WRITTEN EXERCISE: Extract the lines below and copy them out word for word.

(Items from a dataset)
══════════════════════════════
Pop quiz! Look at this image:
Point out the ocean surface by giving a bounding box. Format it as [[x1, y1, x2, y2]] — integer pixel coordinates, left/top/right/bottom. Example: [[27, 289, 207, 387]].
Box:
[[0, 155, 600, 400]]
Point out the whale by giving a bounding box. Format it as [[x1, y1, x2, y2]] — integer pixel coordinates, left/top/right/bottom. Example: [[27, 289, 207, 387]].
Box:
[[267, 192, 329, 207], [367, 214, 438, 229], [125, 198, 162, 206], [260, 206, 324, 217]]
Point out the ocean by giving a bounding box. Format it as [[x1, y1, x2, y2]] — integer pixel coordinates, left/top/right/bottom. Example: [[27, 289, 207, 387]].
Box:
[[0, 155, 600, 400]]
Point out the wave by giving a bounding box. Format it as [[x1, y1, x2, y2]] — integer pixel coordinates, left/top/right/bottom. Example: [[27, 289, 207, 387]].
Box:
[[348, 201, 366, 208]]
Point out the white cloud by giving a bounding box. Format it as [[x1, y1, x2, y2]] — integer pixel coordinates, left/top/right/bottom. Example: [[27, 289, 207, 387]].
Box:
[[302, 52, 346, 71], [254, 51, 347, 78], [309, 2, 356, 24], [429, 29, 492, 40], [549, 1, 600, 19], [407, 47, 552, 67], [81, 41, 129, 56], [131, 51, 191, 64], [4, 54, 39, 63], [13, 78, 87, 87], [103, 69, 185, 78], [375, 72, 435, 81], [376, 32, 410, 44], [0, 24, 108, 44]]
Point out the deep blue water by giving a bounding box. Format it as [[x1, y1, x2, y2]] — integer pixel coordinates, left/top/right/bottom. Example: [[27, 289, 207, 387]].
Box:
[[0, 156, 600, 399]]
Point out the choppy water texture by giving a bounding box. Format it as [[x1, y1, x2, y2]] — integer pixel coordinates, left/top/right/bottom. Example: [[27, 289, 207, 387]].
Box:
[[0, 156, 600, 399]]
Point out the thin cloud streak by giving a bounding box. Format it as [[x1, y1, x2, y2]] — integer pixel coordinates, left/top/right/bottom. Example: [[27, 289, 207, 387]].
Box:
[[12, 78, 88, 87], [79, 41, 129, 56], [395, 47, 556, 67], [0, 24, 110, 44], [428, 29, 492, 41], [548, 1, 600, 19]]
══════════════════════════════
THE SOLUTION:
Pop quiz! Look at this image:
Point out the ocean surface by giving a bounding box. Format it as [[x1, y1, x2, y2]] — integer pixel coordinates, left/top/right/bottom. Example: [[27, 289, 207, 387]].
Box:
[[0, 155, 600, 400]]
Point out the whale by giving a bounding box. Format it as [[x1, y1, x2, y2]] — integer pixel coordinates, left/top/right/bottom. Example: [[27, 289, 207, 387]].
Box:
[[267, 192, 329, 207], [367, 214, 438, 229], [125, 198, 162, 206], [260, 206, 324, 217]]
Point out the ocean by giving a bounding box. Format it as [[x1, y1, x2, y2]] — integer pixel coordinates, left/top/right/bottom. Example: [[27, 289, 207, 387]].
Box:
[[0, 155, 600, 400]]
Point out the wave by giving a bounding box. Format it as [[x1, y1, x2, y2]] — integer pixel coordinates, left/top/right/bottom. Example: [[27, 289, 207, 387]].
Box:
[[348, 201, 366, 208]]
Point out the white cloud by giving a bounding box. Format it as [[x1, y1, x2, y2]] — integer pixel coordinates, left/top/right/bottom. Example: [[27, 289, 207, 387]].
Box:
[[302, 52, 346, 71], [254, 51, 347, 78], [309, 2, 356, 24], [429, 29, 492, 40], [549, 1, 600, 19], [407, 47, 552, 67], [81, 41, 129, 56], [131, 51, 191, 64], [4, 54, 39, 63], [13, 78, 87, 87], [103, 69, 185, 78], [375, 72, 435, 81], [376, 32, 410, 44], [0, 24, 108, 44]]
Point out the deep blue water by giving a bounding box. Format it as [[x1, y1, x2, y2]] — integer pixel coordinates, left/top/right/bottom. Example: [[27, 289, 207, 387]].
Box:
[[0, 156, 600, 399]]
Point out the choppy water texture by giving a bounding box. Format it as [[x1, y1, x2, y2]] — integer pixel coordinates, left/top/right/bottom. Example: [[27, 289, 207, 387]].
Box:
[[0, 156, 600, 399]]
Point out the thin cloud streak by giving a bounding box. Format it as [[x1, y1, x2, y2]] — integer pixel coordinates, left/top/right/bottom. Example: [[27, 289, 207, 387]].
Box:
[[12, 78, 88, 87], [79, 41, 129, 56], [395, 47, 556, 67], [0, 24, 110, 44], [428, 29, 492, 41], [548, 1, 600, 19]]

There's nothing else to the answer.